**Reading passage**
• • • •

W3C home > Mailing lists > Public > xml-dist-app@w3.org > January 2003

RE: AFTF requirements, pre-2003/01/31 telcon

From: Martin Gudgin <mgudgin@microsoft.com>
Date: Fri, 31 Jan 2003 08:50:52 -0800
Message-ID: <92456F6B84D1324C943905BEEAE0278E02D30BF2@RED-MSG-10.redmond.corp.microsoft.com>
To: <jones@research.att.com>, <xml-dist-app@w3.org>

We would like to add another DR for discussion. This is essentially a
rewording of my earlier infoset related requirement in concrete form. I
will still be submitting a comment on the abstract feature spec.

DRXX - A message with all its parts, however separated physically, must
be representable as a single infoset and describable as a single XML
element in an XML schema.

• • • •

**Dataset section**
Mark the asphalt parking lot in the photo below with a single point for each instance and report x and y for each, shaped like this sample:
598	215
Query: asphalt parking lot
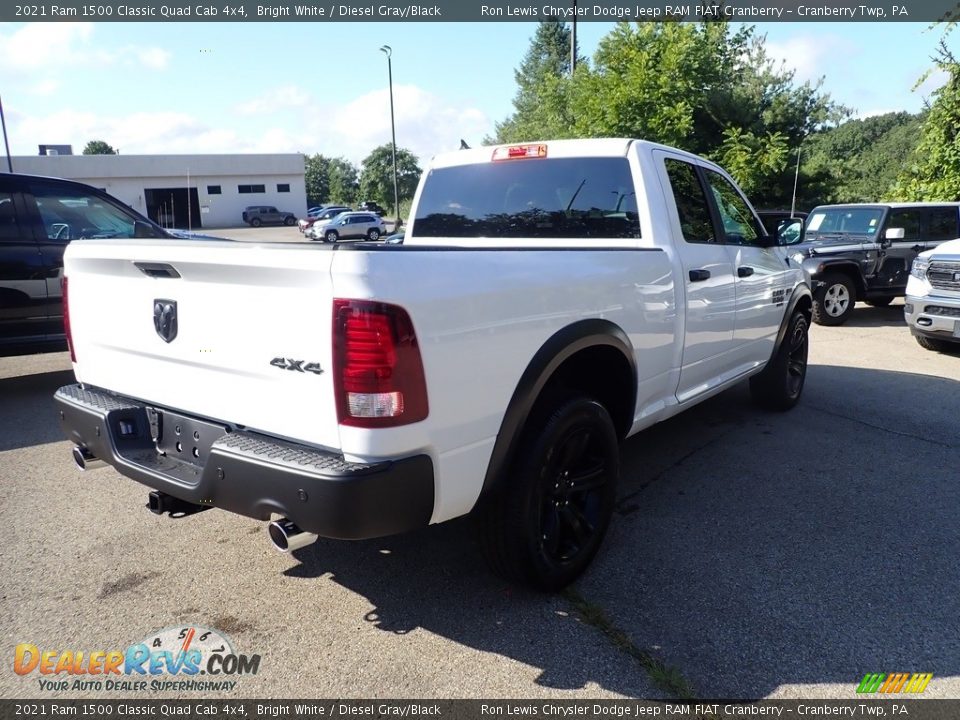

• • • •

**Exercise details**
Decide whether each statement (a) to (c) agrees with the mailing-list message, answering yes or no and quoting the words of the message that settle it: (a) The writer proposes one more DR for discussion. (b) The writer no longer plans to comment on the abstract feature spec. (c) Under the proposed requirement, a message may be described as several XML elements in an XML schema.

**Response**
(a) Yes: "We would like to add another DR for discussion."
(b) No: "I will still be submitting a comment on the abstract feature spec."
(c) No: "describable as a single XML element in an XML schema."